Source information section start
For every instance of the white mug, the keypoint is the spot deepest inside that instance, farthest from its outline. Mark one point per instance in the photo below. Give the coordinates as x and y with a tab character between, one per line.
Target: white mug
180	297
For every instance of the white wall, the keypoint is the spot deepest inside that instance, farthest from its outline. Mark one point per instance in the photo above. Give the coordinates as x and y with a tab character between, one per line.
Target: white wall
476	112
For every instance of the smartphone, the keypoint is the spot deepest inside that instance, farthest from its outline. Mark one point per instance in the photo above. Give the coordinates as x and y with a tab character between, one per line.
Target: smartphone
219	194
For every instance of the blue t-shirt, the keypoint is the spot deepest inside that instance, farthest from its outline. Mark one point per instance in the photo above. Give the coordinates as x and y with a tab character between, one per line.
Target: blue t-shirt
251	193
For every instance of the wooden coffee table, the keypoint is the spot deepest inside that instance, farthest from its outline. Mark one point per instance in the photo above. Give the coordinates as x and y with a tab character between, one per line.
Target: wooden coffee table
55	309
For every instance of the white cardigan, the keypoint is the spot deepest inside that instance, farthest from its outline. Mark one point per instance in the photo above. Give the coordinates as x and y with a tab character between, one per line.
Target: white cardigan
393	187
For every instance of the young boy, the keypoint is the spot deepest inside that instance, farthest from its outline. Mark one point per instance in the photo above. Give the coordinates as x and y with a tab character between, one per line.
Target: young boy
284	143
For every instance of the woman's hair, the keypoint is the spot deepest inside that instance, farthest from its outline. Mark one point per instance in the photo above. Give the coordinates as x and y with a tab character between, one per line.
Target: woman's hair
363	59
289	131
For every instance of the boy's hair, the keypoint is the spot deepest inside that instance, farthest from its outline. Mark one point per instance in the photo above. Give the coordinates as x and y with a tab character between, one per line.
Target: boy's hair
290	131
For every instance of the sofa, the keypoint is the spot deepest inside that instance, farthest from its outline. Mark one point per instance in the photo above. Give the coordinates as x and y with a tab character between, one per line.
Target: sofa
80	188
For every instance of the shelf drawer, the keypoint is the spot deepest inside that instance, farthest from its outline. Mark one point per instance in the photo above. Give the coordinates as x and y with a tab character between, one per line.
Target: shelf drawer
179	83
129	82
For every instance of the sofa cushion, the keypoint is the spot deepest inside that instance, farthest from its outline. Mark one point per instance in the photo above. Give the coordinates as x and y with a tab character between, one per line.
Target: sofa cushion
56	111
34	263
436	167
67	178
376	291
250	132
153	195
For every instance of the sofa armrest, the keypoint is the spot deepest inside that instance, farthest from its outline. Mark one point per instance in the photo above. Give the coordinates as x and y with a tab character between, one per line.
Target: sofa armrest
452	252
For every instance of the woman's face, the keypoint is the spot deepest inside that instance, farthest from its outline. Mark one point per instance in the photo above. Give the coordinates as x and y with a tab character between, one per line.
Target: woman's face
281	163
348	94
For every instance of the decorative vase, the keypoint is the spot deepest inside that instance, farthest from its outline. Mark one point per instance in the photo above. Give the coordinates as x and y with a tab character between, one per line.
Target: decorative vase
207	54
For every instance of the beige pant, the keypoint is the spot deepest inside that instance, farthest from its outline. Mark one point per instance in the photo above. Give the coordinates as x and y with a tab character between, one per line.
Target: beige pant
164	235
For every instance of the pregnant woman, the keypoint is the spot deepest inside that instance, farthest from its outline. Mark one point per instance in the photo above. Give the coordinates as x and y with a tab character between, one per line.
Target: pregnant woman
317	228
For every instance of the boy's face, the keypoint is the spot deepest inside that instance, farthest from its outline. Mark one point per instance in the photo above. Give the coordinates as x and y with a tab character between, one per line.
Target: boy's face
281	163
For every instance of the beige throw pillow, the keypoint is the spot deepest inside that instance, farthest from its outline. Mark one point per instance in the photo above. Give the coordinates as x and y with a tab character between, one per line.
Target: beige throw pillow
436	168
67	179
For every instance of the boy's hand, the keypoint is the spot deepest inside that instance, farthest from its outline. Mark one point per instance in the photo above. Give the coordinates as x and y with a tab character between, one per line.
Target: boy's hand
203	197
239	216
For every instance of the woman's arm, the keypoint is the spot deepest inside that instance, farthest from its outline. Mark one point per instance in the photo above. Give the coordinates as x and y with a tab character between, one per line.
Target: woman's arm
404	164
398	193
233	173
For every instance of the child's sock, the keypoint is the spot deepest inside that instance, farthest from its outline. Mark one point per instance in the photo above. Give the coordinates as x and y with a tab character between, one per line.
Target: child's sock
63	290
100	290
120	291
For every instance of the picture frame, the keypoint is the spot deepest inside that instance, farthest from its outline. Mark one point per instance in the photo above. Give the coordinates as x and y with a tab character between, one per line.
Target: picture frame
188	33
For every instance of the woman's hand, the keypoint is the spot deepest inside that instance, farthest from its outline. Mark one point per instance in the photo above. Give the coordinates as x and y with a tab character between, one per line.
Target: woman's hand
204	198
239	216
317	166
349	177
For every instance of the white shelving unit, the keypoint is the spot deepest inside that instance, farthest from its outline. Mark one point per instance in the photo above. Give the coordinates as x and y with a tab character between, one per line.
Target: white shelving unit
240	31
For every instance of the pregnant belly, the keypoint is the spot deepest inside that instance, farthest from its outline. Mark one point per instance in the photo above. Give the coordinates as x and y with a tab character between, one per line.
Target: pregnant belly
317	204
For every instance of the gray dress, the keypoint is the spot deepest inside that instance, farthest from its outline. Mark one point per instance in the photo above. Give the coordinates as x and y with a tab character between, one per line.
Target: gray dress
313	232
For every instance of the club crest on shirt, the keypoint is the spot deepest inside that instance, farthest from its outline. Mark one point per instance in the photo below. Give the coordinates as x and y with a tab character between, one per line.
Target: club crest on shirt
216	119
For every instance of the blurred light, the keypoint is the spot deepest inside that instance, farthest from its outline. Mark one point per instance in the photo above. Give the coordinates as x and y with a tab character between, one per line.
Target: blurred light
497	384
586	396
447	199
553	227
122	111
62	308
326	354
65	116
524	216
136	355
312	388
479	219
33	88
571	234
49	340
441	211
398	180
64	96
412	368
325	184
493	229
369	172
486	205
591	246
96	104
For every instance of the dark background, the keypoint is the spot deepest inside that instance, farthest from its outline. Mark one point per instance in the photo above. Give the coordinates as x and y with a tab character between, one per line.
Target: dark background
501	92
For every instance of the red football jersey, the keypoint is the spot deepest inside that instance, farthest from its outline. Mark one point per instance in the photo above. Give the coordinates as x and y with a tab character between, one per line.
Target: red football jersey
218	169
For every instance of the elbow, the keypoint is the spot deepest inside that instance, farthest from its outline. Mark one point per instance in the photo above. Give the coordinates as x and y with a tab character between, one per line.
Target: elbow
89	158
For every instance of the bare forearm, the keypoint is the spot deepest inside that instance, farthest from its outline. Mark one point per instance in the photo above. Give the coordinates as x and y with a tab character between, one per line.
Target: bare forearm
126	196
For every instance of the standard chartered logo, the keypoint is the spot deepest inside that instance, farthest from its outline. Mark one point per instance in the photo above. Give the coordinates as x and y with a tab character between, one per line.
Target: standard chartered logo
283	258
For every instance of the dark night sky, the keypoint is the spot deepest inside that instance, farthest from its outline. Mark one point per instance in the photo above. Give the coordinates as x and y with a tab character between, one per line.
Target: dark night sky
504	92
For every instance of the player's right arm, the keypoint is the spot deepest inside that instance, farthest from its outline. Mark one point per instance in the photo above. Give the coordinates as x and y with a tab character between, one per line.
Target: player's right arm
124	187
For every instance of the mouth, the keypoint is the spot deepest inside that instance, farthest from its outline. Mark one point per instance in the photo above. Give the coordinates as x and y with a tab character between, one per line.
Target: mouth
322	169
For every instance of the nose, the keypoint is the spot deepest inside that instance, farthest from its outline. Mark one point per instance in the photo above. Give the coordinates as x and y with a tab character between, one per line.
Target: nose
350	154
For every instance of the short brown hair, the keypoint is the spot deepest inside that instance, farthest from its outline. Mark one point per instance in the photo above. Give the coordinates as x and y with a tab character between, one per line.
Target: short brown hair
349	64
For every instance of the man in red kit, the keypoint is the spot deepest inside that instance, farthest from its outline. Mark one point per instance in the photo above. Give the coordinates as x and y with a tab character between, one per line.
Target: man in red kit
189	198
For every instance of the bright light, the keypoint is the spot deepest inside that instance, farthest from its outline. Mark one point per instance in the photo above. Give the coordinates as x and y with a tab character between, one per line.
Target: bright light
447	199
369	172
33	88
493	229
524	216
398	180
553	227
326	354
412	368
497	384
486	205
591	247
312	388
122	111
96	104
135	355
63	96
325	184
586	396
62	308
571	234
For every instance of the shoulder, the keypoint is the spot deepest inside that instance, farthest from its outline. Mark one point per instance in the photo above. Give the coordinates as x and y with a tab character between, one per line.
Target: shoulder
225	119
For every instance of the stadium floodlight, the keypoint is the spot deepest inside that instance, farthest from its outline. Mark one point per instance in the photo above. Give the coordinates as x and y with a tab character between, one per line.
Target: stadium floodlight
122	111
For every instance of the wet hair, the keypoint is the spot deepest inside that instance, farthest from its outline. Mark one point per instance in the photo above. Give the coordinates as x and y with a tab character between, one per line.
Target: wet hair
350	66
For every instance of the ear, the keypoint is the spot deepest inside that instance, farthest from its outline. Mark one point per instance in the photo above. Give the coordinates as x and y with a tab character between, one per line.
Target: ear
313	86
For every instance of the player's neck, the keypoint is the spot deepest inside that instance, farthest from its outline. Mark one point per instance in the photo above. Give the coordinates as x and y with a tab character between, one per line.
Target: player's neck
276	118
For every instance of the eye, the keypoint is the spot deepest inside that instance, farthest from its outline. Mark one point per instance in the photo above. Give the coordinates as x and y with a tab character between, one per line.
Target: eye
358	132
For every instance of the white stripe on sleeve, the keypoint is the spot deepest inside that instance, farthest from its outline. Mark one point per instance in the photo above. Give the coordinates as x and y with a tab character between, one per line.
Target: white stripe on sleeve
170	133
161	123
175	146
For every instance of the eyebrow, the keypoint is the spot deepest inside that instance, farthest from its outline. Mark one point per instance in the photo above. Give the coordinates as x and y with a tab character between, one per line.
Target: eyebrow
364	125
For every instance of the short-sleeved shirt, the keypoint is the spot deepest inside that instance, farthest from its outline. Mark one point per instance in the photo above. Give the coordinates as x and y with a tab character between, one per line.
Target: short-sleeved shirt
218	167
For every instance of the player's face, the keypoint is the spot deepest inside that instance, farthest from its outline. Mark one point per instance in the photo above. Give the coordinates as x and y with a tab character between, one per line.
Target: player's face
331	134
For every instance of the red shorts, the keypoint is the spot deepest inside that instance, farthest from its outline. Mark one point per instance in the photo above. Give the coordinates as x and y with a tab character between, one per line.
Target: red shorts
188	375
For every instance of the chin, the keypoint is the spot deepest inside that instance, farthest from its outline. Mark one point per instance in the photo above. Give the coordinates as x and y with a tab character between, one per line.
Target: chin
Source information section end
__Prompt__. How many lines in the listing above contain "below"? Answer with the number alone.

__Your solution__. 2